== Quoted text ==

# Yamaha Natural Sounds Stereo Amplifier A-17 problem



## nioletmc (Mar 17, 2010)

I've got quite the set up in my room, I've got this amp connected to my computer, radio, CD, changer, guitar amp, tv, and ipod dock. This problem puzzles me and I'm quite the homade home audio set up tech.
The Amp Specs
-270W 120V 60Hz
-2 sets of inputs (A+B, both A and B have a left and right speaker input)
-Input A: has a 120W 8ohm Bose speaker in both the left and right input
-Input B: has a no-name-brand 50W and 70W (120 total), connected in parallel in both left 
and right.
-3 AC power outlets are in the back.
-outlet 1 is unswitched (has power running to it all the time regaurdless of whether the amp is 
on, as long as it's plugged in)
-outlet 2 and 3 are switched (powered on when the amp is powered on)​The Problem: Last night I had the auxillary input turned on and was running it to my computer playing music, after an hour or two of playing the amp shut off and was quite hot. I unplugged it for a while and plugged it back in and got nothing. However, the kicker is that my CD changer and radio are plugged in to AC power outletts and they turned on when I turned them on and turned the amp on, but the amp shows no sign of life and the speakers have no sound. I really need help so if someone could please help me out it would be awesome. I have yet to take the cover off because of the price of the equiptment and I don't want to do anything until I know what I'm doing.

Pictures of the front and back of the amp are attached.


----------



## nioletmc (Mar 17, 2010)

and it isn't the fuse


----------



## JohnWill (Oct 19, 2002)

It could be almost anything, you'll probably have to have someone look at it.


----------



## hewee (Oct 26, 2001)

I got the YAMAHA AVC-50 that does even more.
http://www.usersmanualguide.com/yamaha_audio/others_audio_video/avc-50
I think I got mine in 1981 and yours is older.

Darn it is over 30 years old so you got a lot of years out of it. But it sure is a nice amp so maybe you can get it fixed. 
Is it worth the cost of fixing with newer things like that out there today I don't know. Many things cost less now then back then but some things cost more so you may want to look around for what new ones cost and then see what it would cost to fix it.

There are switched and non switch plugs on the back. So you could get power to other things from the non switch plugs even if the Yamaha is off. If you are turning it on to get power to other things that you say still work I would stop doing that because you may be doing some more damage to the Yamaha. So things can play tru other amp's etc so that is why your hearing things still. It is like the Yamaha is just a plug connection. Seems you burn the amp to the speakers or output.


----------

== Request 1 ==
Rewrite the lines of the listing below as a Markdown table with the columns Row and Line, starting at the line that contains "point_to(query) identifies every instance of the blonde" and ending at the line that contains "x=576, y=149". Leave out blank lines.

== Records to process ==
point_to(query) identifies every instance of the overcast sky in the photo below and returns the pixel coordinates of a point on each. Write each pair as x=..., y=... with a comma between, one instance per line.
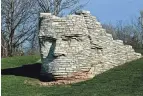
x=111, y=11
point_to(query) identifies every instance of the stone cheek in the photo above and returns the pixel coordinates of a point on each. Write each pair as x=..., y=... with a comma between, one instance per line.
x=78, y=43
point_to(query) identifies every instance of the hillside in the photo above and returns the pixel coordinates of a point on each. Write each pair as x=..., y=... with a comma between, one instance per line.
x=125, y=80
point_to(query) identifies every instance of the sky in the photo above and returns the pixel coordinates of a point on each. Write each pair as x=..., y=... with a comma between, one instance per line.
x=111, y=11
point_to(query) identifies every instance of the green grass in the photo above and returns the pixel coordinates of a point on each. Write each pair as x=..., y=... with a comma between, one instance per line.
x=125, y=80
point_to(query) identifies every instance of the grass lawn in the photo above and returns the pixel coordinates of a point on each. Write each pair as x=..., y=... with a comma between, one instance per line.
x=125, y=80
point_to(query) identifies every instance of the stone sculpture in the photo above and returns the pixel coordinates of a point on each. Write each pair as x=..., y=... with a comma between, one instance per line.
x=78, y=44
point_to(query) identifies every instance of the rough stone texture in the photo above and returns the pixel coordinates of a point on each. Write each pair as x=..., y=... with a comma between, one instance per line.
x=78, y=44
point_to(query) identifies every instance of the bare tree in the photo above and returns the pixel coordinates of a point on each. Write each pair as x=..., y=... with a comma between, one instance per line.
x=18, y=22
x=57, y=7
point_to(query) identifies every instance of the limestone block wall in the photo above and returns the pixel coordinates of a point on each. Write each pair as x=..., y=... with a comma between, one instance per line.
x=78, y=43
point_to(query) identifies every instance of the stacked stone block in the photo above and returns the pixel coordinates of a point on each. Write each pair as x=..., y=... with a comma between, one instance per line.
x=78, y=43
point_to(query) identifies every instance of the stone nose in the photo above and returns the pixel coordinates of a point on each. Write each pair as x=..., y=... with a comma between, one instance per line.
x=59, y=49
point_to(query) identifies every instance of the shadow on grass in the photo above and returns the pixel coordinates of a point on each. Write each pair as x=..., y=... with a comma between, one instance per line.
x=32, y=71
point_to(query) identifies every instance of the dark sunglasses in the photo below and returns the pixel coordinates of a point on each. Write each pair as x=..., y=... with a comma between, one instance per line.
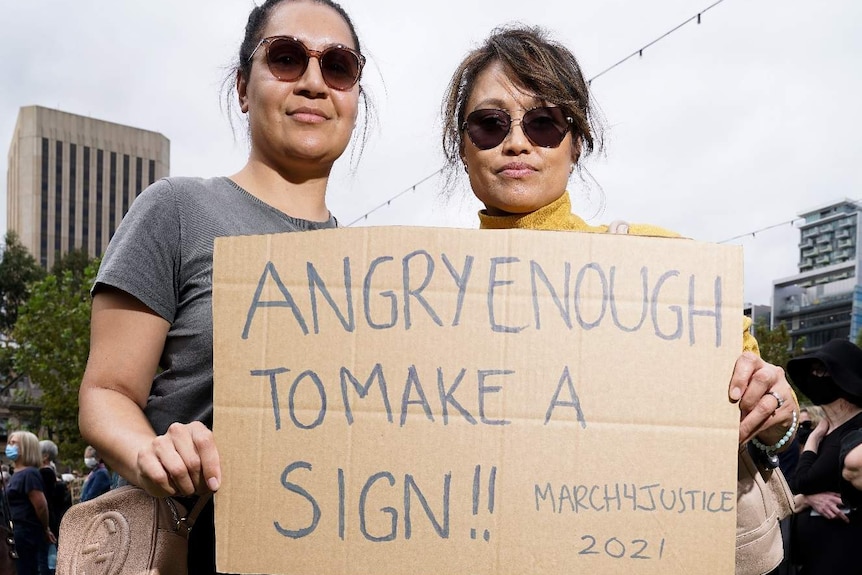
x=545, y=126
x=819, y=370
x=287, y=59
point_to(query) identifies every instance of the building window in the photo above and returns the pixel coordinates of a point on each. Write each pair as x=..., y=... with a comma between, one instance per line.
x=43, y=224
x=139, y=175
x=73, y=205
x=58, y=199
x=100, y=167
x=85, y=201
x=125, y=183
x=112, y=196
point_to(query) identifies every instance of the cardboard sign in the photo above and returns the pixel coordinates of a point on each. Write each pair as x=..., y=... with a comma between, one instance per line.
x=416, y=400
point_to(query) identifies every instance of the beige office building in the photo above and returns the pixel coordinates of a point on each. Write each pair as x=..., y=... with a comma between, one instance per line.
x=72, y=179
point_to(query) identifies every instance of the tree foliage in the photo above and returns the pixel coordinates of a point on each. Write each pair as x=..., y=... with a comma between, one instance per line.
x=18, y=270
x=52, y=336
x=75, y=261
x=775, y=347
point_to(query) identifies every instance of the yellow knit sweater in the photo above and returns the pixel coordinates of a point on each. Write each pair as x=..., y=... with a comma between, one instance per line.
x=558, y=216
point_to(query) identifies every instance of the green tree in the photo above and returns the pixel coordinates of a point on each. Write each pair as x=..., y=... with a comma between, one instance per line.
x=75, y=261
x=18, y=270
x=53, y=340
x=776, y=348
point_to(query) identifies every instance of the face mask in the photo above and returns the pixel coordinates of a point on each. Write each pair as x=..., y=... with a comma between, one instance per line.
x=804, y=431
x=12, y=452
x=823, y=392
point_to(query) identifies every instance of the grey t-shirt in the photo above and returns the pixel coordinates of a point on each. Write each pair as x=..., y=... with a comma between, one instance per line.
x=162, y=254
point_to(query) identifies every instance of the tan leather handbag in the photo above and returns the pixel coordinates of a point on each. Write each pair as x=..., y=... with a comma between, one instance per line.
x=763, y=498
x=126, y=531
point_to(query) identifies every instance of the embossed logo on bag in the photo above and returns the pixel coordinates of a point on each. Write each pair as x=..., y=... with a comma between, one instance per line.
x=104, y=547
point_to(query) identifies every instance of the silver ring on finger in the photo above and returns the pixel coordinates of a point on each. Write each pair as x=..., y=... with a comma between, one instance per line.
x=777, y=398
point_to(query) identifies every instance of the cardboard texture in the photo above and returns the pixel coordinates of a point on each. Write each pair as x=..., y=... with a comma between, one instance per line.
x=417, y=400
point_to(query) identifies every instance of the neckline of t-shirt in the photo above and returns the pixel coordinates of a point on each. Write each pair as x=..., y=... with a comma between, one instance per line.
x=332, y=222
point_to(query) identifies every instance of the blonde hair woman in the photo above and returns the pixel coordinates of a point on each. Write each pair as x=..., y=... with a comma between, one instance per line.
x=27, y=502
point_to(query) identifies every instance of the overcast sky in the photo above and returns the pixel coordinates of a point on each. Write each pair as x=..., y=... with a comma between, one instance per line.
x=721, y=129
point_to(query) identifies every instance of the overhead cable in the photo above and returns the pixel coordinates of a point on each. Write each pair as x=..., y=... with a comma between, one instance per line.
x=638, y=52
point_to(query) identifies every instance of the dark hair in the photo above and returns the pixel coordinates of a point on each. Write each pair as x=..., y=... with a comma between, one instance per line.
x=536, y=63
x=257, y=21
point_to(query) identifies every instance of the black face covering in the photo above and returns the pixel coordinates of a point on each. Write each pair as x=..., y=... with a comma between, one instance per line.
x=805, y=429
x=822, y=390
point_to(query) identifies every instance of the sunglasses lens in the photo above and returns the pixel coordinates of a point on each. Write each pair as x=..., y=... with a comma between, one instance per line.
x=546, y=127
x=487, y=128
x=340, y=68
x=286, y=58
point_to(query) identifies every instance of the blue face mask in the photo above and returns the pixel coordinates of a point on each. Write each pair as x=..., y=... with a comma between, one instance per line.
x=12, y=452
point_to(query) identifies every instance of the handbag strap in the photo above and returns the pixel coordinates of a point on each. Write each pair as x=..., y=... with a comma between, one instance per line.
x=186, y=523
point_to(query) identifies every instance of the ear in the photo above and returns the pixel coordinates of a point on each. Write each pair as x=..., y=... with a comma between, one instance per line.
x=242, y=92
x=576, y=149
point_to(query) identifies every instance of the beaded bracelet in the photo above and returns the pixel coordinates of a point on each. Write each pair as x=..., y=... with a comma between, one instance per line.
x=771, y=449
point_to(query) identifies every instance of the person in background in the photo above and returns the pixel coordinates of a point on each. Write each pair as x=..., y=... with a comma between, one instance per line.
x=27, y=502
x=809, y=417
x=826, y=530
x=98, y=481
x=517, y=119
x=49, y=452
x=297, y=78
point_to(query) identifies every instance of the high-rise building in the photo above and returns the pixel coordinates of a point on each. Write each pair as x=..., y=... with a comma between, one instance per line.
x=72, y=179
x=824, y=300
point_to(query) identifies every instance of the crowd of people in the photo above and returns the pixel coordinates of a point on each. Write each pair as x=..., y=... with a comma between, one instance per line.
x=518, y=119
x=36, y=495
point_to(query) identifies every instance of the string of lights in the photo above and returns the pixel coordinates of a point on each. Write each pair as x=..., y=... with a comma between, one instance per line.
x=754, y=233
x=638, y=52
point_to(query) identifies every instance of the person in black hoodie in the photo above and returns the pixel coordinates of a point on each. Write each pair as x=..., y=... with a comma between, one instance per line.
x=828, y=528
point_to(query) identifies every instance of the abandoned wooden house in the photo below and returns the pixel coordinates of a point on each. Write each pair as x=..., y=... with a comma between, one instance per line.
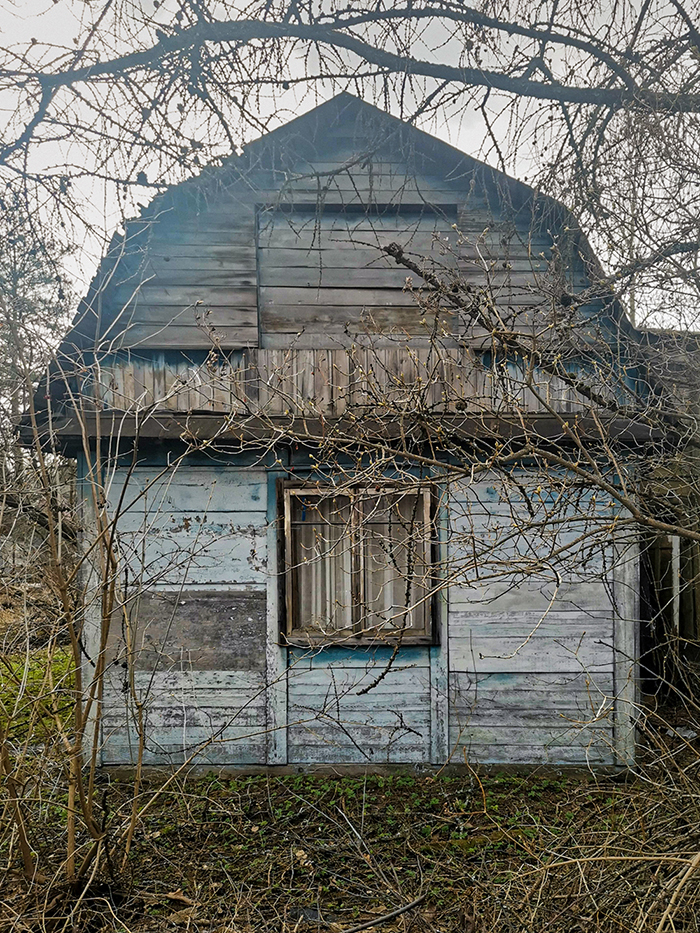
x=273, y=609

== Request 2 ==
Reproduce the part of the amplifier thread starting at "The Amp Specs" and ending at "in the back.".

== Exercise solution 1 ==
| Row | Line |
|---|---|
| 1 | point_to(query) identifies every instance of the blonde hair woman in the photo above and returns the pixel coordinates of a point on each. Write each pair as x=..., y=... with a comma between, one instance per line. |
| 2 | x=27, y=502 |
| 3 | point_to(query) identifies every instance of the overcast sky in the photo above and returns the pixel coordinates of a point on each. Write each pair as x=..., y=... with a comma between, one instance per line. |
| 4 | x=721, y=129 |
| 5 | point_to(query) identifies every instance of the overhead cable in the photo above and returns the pixel coordinates of a point on each. Write each pair as x=..., y=... with a comma between, one instance per line. |
| 6 | x=638, y=52 |
| 7 | point_to(query) identifies every instance of the dark hair in the photo above and returns the pixel coordinates of a point on each. Write each pair as x=..., y=... with a comma between, one instance per line. |
| 8 | x=536, y=63 |
| 9 | x=257, y=21 |
| 10 | point_to(query) identifies every instance of the black face covering in the photo above and returns the pixel coordinates of a point on each. Write each pair as x=..., y=... with a comma between, one instance per line. |
| 11 | x=805, y=429 |
| 12 | x=822, y=390 |
| 13 | point_to(query) identifies every instance of the sunglasses lens in the photo above and returns the pixel coordinates of a point on each. Write each pair as x=..., y=... with a comma between, one instance per line. |
| 14 | x=546, y=127 |
| 15 | x=487, y=128 |
| 16 | x=340, y=68 |
| 17 | x=286, y=58 |
| 18 | point_to(query) identifies every instance of the blue face mask in the photo above and returns the pixel coordinates of a point on each. Write each pair as x=..., y=... with a comma between, one instance per line. |
| 19 | x=12, y=452 |
| 20 | point_to(query) identifies every instance of the handbag strap in the photo above and returns the pixel coordinates of a point on each. Write each pair as x=..., y=... with a comma between, one instance per line. |
| 21 | x=186, y=523 |
| 22 | point_to(query) identifies every instance of the ear in the photo above and returns the pixel coordinates of a point on each. Write each pair as x=..., y=... with a comma between, one instance per line. |
| 23 | x=242, y=92 |
| 24 | x=576, y=149 |

== Exercise solution 2 ==
The Amp Specs
-270W 120V 60Hz
-2 sets of inputs (A+B, both A and B have a left and right speaker input)
-Input A: has a 120W 8ohm Bose speaker in both the left and right input
-Input B: has a no-name-brand 50W and 70W (120 total), connected in parallel in both left 
and right.
-3 AC power outlets are in the back.